The war in Iraq in March 2003 does not follow the pattern of the Gulf War of 1991. At that time, a 40-day intense bombardment was followed by ground operations to eject Iraqi forces from Kuwait. After that task was completed, the coalition forces were about to race towards Baghdad and Basra when hostilities were called off. This time Iraq itself is being invaded and persuading the Iraqi forces to surrender appears to be one of the central war aims.
Baghdad’s military capability today is only a fraction of what it was in 1991 and the coalition airforces are in a position to pick and choose their targets far more discriminately.
There has been significant upgrading of technology in respect of Anglo-American forces in terms of technical intelligence, continuous surveillance, accuracy of munitions, increased mobility for forces and special forces. Therefore, the present operations are likely qualitatively to be different from the 1991 campaign.
Given the absolute supremacy in the coalition’s air power, the Iraqi forces are not in a position to offer significant resistance. If at all there is any resistance it can only be in and close to built-up areas. Even then, there will be difficulty in using high-calibre weapons against advancing forces. There is a general impression that in cities, particularly in Baghdad, there is bound to be house-to-house fighting of the type once seen in Stalingrad or Berlin. That may not be so in the light of new technological developments. Night vision devices in which the US army has an advantage, helicopter gunships, unmanned drones etc will make a lot of difference even to street fighting.

__________

▸ **Your instructions**
Continue the passage on the 2003 Iraq war, starting right after its last sentence. The data that come next have nothing to do with the passage on the 2003 Iraq war.

__________

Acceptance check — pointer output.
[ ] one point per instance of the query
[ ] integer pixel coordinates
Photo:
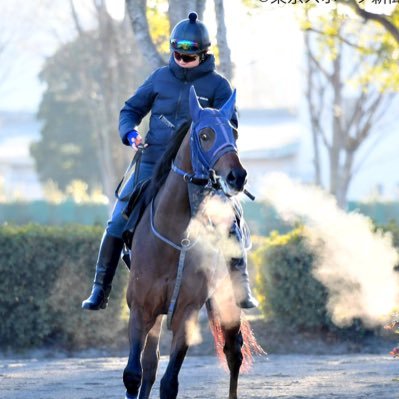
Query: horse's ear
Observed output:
(228, 108)
(195, 106)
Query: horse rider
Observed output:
(165, 93)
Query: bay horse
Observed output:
(204, 153)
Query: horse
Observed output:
(202, 156)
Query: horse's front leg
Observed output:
(150, 359)
(180, 343)
(132, 374)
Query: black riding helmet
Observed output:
(190, 36)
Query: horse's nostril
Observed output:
(231, 177)
(237, 178)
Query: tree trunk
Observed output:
(137, 13)
(226, 66)
(314, 110)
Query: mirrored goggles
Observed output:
(185, 57)
(184, 45)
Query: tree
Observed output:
(87, 84)
(348, 92)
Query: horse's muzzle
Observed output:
(236, 179)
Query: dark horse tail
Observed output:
(250, 346)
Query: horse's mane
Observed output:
(163, 166)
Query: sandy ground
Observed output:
(273, 376)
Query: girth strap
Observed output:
(185, 246)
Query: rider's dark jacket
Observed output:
(165, 93)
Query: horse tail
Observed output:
(250, 346)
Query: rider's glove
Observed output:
(134, 138)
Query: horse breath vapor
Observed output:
(355, 262)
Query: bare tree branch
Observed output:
(369, 16)
(137, 14)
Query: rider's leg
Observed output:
(107, 262)
(111, 247)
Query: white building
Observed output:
(18, 177)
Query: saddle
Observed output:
(134, 210)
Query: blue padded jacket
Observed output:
(165, 93)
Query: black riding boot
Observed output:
(240, 279)
(107, 262)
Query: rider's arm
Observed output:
(222, 94)
(136, 108)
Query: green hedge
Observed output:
(45, 273)
(284, 284)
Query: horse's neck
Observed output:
(172, 203)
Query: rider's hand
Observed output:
(134, 139)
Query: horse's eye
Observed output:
(204, 137)
(207, 138)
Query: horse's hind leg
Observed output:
(230, 325)
(150, 359)
(232, 350)
(180, 327)
(132, 374)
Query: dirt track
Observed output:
(275, 376)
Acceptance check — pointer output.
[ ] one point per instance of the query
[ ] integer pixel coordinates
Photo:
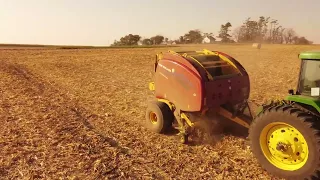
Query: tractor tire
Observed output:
(286, 142)
(159, 117)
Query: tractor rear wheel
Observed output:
(286, 142)
(159, 117)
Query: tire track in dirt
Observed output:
(44, 135)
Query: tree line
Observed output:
(263, 30)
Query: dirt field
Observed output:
(77, 114)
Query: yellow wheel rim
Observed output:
(284, 146)
(153, 118)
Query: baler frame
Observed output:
(185, 124)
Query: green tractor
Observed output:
(285, 135)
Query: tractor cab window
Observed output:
(309, 77)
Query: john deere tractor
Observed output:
(285, 135)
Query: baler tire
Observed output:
(302, 123)
(163, 114)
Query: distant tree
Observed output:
(289, 34)
(128, 40)
(158, 39)
(301, 40)
(181, 40)
(193, 36)
(238, 33)
(224, 32)
(147, 41)
(210, 36)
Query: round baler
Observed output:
(195, 82)
(285, 134)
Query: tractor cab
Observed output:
(309, 80)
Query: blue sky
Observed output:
(100, 22)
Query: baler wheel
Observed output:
(286, 142)
(159, 117)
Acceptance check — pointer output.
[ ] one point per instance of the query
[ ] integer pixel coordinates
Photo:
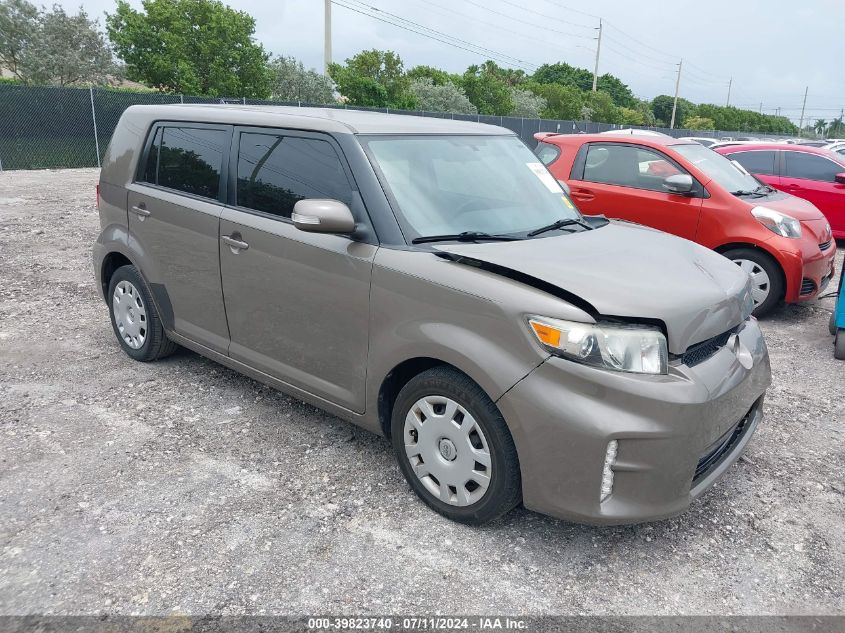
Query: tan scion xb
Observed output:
(428, 279)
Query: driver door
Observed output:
(625, 181)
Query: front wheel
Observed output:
(839, 344)
(454, 447)
(767, 286)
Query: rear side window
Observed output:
(276, 171)
(756, 162)
(547, 153)
(187, 159)
(811, 167)
(628, 166)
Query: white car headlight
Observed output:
(639, 349)
(777, 222)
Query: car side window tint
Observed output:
(191, 159)
(811, 167)
(756, 162)
(547, 153)
(628, 166)
(151, 167)
(277, 171)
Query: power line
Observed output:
(439, 36)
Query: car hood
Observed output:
(798, 208)
(628, 271)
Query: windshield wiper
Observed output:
(560, 224)
(466, 236)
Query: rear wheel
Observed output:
(839, 344)
(767, 287)
(454, 447)
(134, 317)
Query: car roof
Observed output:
(579, 139)
(340, 120)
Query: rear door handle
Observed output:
(141, 210)
(584, 196)
(235, 244)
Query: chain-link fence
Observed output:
(49, 127)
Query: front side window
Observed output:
(756, 162)
(191, 159)
(811, 167)
(276, 171)
(443, 184)
(628, 166)
(717, 168)
(547, 153)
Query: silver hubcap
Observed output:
(760, 282)
(129, 314)
(447, 450)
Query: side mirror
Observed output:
(678, 183)
(323, 216)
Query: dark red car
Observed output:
(812, 173)
(681, 187)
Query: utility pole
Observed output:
(327, 36)
(596, 69)
(803, 107)
(677, 88)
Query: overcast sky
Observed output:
(773, 49)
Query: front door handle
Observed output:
(234, 243)
(141, 210)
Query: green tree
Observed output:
(447, 97)
(438, 77)
(486, 91)
(662, 108)
(52, 47)
(581, 78)
(373, 78)
(190, 46)
(699, 123)
(290, 81)
(19, 25)
(527, 104)
(562, 102)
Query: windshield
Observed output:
(717, 167)
(455, 184)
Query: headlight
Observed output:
(635, 348)
(777, 222)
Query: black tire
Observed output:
(777, 288)
(504, 490)
(156, 345)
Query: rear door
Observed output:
(174, 214)
(298, 303)
(761, 163)
(812, 177)
(626, 181)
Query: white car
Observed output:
(836, 146)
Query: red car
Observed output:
(812, 173)
(681, 187)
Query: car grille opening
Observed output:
(700, 352)
(808, 286)
(724, 445)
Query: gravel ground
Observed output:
(183, 487)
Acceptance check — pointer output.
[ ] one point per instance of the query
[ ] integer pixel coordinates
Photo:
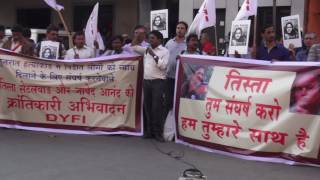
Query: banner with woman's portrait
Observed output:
(239, 37)
(291, 31)
(49, 50)
(159, 21)
(250, 109)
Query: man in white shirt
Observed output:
(79, 51)
(175, 46)
(155, 63)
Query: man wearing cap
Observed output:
(17, 43)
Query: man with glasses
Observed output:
(138, 44)
(269, 49)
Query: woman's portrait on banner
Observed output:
(305, 93)
(159, 21)
(290, 26)
(239, 38)
(195, 85)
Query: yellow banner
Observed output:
(86, 96)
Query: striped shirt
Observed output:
(314, 53)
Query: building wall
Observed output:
(232, 6)
(125, 12)
(313, 24)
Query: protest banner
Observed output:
(249, 109)
(98, 96)
(239, 39)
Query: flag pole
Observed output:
(255, 31)
(216, 40)
(66, 28)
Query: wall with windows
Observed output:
(232, 7)
(125, 12)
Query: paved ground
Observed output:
(26, 155)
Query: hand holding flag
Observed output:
(206, 17)
(248, 8)
(91, 31)
(54, 5)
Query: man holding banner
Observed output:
(269, 49)
(155, 63)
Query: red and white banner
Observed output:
(251, 109)
(94, 96)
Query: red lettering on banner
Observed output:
(86, 105)
(212, 103)
(220, 129)
(34, 89)
(263, 110)
(248, 5)
(238, 106)
(85, 90)
(24, 102)
(266, 136)
(61, 89)
(302, 136)
(188, 122)
(205, 11)
(236, 80)
(66, 118)
(7, 86)
(129, 91)
(110, 92)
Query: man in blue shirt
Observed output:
(269, 49)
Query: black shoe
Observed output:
(146, 136)
(160, 139)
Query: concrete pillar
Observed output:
(144, 12)
(231, 13)
(186, 11)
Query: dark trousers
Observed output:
(154, 106)
(170, 84)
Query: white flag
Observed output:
(100, 41)
(206, 17)
(248, 8)
(54, 5)
(91, 31)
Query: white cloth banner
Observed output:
(91, 31)
(248, 8)
(206, 17)
(54, 5)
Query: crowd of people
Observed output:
(160, 59)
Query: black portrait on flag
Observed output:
(49, 50)
(159, 21)
(239, 38)
(291, 31)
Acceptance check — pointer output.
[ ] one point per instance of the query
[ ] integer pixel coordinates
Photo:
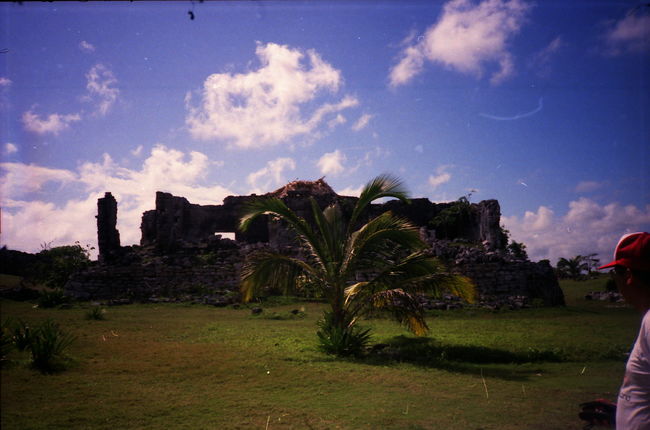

__________

▸ **Written answer**
Washington has obviously been working for a long time to undermine the Iraqi armed forces. The Americans acknowledge that they have been carrying out psychological operations (psy-ops) vis-a-vis the Iraqi army. Senior officers are reported to have been contacted individually through cellphones, e-mail and other means of communication to subvert their loyalty to Saddam Hussein.
The CIA has cultivated the Iraqi army for 30 years from 1960 to 1990 and many of the top generals could have been contacted in the psy-ops campaign. The US president in his speech had focused on the morale of the Iraqi armed forces and asked them not to carry out Saddam Hussein’s orders. The opening strike of the war on Thursday on the leadership complex was intended to send a message that Washington has the means of knowing where such leadership meetings take place and thereby sow seeds of mutual suspicion and doubt among Iraq’s top generals.
Modern information technology is a useful tool in psy-ops. Video images of Iraqi forces surrendering, cities being occupied and the rapid advance of US forces are being projected to undermine the morale of the Iraqi forces and make them give up without a fight. Promises are held out that those who switch over will be treated generously in the post-Saddam dispensation but that those who carry out his orders will be brought before a war crimes tribunal. During World War II, the German psy-ops on the blitzkrieg led to a number of armies in Europe surrendering after two or three days of fighting. So far there have been pockets of stiff resistance by Iraqi forces and no significant surrenders.
The use of chemical and biological weapons has been anticipated and the coalition forces are fully equipped to deal with that contingency. There are two views on this scenario. They are likely to be used when the coalition forces approach Basra and Baghdad. The posting of General ‘Chemical Ali’ to Basra region is considered significant from this point of view as he used chemical weapons against the Iranians during the Iraq-Iran war. No doubt he did it at a time when western powers backed Baghdad in the use of chemical weapons and even supplied the munitions.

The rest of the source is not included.